**TASK**
Reproduce, word for word, the lines of the listing below, starting with the line that contains "Can you find the calm" and going on through the line that contains "pixel 390 262", including both of those lines.

────────────────

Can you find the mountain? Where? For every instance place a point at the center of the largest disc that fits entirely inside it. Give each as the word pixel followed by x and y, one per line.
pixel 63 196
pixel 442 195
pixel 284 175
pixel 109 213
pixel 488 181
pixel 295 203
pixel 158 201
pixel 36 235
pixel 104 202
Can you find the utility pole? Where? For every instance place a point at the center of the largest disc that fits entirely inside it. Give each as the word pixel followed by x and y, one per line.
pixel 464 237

────────────────

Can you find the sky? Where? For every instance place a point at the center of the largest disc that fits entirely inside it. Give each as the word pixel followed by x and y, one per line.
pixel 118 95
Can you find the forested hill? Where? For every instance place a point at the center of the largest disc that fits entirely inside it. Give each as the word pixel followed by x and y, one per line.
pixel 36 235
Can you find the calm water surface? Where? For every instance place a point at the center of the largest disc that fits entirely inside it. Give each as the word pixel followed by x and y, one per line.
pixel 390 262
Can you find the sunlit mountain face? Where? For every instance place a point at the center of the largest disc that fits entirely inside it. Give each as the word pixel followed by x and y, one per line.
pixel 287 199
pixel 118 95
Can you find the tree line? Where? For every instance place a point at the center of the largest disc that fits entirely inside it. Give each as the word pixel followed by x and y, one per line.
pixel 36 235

────────────────

**IN RESPONSE**
Can you find the calm water surface? Where? For every instance place a point at the center of the largest disc that fits entirely inside it. Give each as the word pixel followed by x and y, one per line.
pixel 390 262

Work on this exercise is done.